### TEXT PROVIDED
□ □ □ □ □

# Victory VAP



## Jacques Malan

Who out there is shooting Victory arrows. I'd love to hear your thoughts.


----------



## Larry brown

I shoot em, great tough arrow. Only issue would be components for some, I don’t have the issue but some have said some inconsistencies with Victory components. 


Sent from my iPhone using Tapatalk


----------



## equilibrium

*I shoot them. 500 VAP V1. Love them and win a lot with them. The thing is, there are a lot of arrows that will perform equally as good. The best thing about any arrow is the confidence it gives you when others are watching. If, your asking because you want them, once you find the right spine and tip weight you will not be disappointed.*


----------



## huteson2us2

I shoot the Vaps too well. Even using pin nocks, they break when hit by another arrow. When up to 16 arrows are shot into the same spot on the field round or 900 round, it is MY Vaps that suffer. I got a dozen new V1 Vaps Elite last year ( because I was running out of my previous dozen) and robin hooded the very first two that I shot on the field course. Of course they did not match the previous dozen Vaps in color or looks and cannot be shot with them as all your arrows must match. So I would rather shoot the Easton ACCs instead when shooting 4 or more arrows into a single spot. Cheaper, stronger, and still accurate. As far as expensive arrows (like the Pro Tours), I love to watch an archer cry when one of his arrows are destroyed.

□ □ □ □ □

Free-text descriptions of objects:
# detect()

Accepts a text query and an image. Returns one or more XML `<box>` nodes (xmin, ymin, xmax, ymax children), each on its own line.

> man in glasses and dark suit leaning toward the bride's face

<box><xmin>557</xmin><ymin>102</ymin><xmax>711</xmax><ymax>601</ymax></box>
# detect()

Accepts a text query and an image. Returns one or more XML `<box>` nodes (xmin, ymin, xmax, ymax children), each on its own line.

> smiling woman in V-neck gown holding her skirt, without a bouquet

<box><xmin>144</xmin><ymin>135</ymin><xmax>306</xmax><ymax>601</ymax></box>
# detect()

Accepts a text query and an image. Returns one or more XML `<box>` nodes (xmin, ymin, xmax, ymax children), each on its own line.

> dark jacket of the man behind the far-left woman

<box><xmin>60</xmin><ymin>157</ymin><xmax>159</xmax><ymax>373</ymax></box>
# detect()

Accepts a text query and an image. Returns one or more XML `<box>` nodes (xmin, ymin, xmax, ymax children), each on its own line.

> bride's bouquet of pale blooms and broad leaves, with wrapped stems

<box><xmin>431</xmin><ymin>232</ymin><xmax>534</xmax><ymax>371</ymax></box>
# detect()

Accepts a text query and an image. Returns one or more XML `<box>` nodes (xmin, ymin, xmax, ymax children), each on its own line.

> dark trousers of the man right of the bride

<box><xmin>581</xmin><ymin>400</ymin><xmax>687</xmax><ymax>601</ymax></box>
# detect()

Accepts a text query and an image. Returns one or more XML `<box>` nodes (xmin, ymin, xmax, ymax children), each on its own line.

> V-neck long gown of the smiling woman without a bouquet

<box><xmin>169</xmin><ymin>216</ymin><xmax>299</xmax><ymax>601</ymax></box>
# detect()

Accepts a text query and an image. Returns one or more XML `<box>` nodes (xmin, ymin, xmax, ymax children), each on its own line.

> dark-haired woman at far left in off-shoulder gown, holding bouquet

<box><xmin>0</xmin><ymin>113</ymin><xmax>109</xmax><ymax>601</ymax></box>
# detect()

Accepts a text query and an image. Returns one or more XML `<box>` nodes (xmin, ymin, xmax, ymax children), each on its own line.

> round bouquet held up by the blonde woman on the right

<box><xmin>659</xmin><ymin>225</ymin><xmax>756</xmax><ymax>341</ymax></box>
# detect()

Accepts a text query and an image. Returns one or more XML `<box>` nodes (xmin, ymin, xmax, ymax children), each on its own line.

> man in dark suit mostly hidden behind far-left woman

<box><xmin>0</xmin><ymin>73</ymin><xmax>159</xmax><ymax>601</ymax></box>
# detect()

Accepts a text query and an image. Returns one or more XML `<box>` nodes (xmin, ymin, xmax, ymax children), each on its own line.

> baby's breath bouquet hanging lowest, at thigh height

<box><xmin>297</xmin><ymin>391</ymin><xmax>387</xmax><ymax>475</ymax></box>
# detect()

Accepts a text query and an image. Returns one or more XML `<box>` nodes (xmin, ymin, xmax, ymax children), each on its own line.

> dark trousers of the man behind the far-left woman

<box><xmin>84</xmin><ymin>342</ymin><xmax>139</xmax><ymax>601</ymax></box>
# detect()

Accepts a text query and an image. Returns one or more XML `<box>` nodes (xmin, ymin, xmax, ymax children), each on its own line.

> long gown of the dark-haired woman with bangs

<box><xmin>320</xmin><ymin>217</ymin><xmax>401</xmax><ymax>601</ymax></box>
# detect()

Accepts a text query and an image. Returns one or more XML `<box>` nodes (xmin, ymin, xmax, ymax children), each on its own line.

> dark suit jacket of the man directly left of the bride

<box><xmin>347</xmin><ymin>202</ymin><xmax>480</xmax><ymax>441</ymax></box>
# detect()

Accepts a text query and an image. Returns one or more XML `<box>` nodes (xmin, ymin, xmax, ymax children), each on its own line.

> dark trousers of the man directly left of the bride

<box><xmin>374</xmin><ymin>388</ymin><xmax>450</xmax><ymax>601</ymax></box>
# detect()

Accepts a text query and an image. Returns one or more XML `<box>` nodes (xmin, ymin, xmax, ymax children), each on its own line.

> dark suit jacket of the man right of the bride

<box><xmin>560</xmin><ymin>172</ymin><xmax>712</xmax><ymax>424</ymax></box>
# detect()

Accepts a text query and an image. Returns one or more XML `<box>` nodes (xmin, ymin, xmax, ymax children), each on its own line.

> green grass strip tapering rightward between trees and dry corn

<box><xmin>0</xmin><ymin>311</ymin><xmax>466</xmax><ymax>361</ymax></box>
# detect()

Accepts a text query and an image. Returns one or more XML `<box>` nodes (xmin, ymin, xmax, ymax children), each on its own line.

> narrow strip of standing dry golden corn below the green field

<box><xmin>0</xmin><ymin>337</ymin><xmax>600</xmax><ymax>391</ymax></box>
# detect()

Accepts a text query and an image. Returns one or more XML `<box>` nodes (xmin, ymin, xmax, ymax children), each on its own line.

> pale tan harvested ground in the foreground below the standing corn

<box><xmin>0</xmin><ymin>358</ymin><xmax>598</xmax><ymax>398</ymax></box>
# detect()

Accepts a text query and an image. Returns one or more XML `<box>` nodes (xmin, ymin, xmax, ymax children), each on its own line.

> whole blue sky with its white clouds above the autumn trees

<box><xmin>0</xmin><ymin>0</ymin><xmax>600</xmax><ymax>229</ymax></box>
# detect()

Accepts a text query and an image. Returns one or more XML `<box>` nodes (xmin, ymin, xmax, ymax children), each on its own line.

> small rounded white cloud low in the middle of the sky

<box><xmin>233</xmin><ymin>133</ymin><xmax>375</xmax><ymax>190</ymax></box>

□ □ □ □ □

### WORK ITEM
In the Victory VAP thread, which arrows does huteson2us2 prefer when shooting four or more arrows into a single spot?

### RESULT OF THIS TASK
Easton ACCs.